> Problem requirements:
From the data below, select each line containing the string "wall". Case counts.

============

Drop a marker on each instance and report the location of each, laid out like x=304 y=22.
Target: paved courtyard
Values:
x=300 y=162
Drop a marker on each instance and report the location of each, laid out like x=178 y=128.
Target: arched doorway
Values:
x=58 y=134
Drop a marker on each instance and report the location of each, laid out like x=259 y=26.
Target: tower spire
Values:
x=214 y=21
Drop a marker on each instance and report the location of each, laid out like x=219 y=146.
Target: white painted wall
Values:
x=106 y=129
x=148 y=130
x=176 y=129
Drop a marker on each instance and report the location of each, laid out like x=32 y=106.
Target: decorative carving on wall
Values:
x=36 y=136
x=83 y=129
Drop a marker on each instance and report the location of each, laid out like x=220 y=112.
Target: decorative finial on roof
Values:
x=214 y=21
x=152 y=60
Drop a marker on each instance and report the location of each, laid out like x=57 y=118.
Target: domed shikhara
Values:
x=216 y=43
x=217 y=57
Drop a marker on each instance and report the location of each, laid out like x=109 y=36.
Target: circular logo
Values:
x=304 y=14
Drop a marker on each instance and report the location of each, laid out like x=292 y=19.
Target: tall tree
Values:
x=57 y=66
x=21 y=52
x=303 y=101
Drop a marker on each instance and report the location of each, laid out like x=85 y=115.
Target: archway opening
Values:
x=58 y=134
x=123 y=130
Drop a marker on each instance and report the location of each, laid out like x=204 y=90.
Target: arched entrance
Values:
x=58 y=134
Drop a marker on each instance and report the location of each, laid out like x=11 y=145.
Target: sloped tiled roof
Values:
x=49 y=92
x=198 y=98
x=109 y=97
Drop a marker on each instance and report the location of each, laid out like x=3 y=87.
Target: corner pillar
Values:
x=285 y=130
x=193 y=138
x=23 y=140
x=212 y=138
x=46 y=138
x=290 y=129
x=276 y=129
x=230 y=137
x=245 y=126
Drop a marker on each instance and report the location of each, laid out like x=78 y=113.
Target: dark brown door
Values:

============

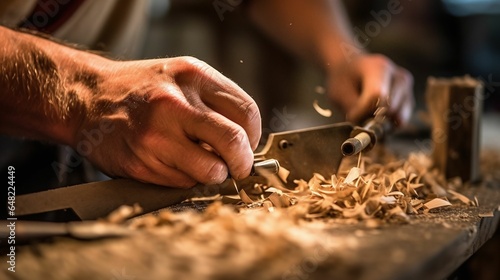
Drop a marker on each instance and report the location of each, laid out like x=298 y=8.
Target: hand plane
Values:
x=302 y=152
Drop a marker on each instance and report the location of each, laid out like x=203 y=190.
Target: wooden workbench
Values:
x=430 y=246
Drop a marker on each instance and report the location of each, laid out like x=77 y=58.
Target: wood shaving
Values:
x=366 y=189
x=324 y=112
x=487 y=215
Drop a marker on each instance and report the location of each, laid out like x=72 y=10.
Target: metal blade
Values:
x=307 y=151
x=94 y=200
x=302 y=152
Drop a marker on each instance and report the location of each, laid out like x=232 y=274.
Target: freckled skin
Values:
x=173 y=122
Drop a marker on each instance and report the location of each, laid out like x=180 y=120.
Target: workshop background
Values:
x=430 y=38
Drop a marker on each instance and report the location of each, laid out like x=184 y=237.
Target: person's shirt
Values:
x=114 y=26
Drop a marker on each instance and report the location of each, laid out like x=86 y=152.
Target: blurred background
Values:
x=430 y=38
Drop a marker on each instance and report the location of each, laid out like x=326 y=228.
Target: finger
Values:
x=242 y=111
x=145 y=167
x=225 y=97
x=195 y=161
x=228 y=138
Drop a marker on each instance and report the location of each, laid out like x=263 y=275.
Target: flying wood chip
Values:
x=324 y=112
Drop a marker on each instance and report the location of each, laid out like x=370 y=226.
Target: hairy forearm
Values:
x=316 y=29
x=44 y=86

============

> Solution below:
Target: white painted wall
Target: decorative carving on wall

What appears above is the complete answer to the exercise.